PAGE:
——
How to Use Broadcast Joins in PySpark

Joins are the most expensive operations in distributed data processing. When you join two large DataFrames in PySpark, Spark must shuffle data across the network so that matching keys end up on the...

Key Insights

  • Broadcast joins eliminate expensive shuffle operations by replicating small tables to all worker nodes, often delivering 10x or greater performance improvements for joins between large and small datasets.
  • Use broadcast joins when your smaller table fits comfortably in executor memory (default threshold is 10MB, but you can safely increase this to 100MB-1GB depending on your cluster configuration).
  • Always verify your broadcast join is actually executing by checking the query plan with .explain()—Spark’s optimizer sometimes makes unexpected decisions.

The Cost of Joins in Distributed Systems

Joins are the most expensive operations in distributed data processing. When you join two large DataFrames in PySpark, Spark must shuffle data across the network so that matching keys end up on the same partition. This shuffle operation involves serializing data, writing to disk, transferring across the network, and deserializing on the receiving end.

For a standard sort-merge join between two tables with millions of rows each, you’re looking at shuffling both datasets entirely. The network I/O alone can dominate your job’s runtime, and if you’re paying for cloud compute, it’s dominating your bill too.

Broadcast joins solve this problem for a specific but common scenario: when one of your tables is small enough to fit in memory on each executor.

What is a Broadcast Join?

A broadcast join works by copying the entire smaller DataFrame to every worker node in your cluster. Once the small table exists locally on each executor, Spark can join it with partitions of the large table without any shuffle.

Here’s the mental model: instead of moving mountain-sized data around, you photocopy the small lookup table and hand a copy to every worker. Each worker then joins their local partition of the large table against their local copy of the small table.
——
COLLECTED MATERIAL:
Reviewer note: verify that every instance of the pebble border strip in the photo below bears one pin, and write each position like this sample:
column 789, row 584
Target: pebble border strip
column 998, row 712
——
WORK TO DO:
1. Say whether each statement agrees with the page on broadcast joins, answering yes or no and quoting the deciding words: (a) Spark's default broadcast threshold is 10MB. (b) A broadcast join copies the larger DataFrame to every worker node. (c) The shuffle operation includes writing to disk.
2. From the page on broadcast joins, output the passage that opens with the words containing "The Cost of" and closes with "the receiving end.".
The listing plays no part in this work.

TASK RESPONSES:
1.
(a) Yes: "default threshold is 10MB"
(b) No: "copying the entire smaller DataFrame to every worker node in your cluster"
(c) Yes: "writing to disk"

2.
The Cost of Joins in Distributed Systems

Joins are the most expensive operations in distributed data processing. When you join two large DataFrames in PySpark, Spark must shuffle data across the network so that matching keys end up on the same partition. This shuffle operation involves serializing data, writing to disk, transferring across the network, and deserializing on the receiving end.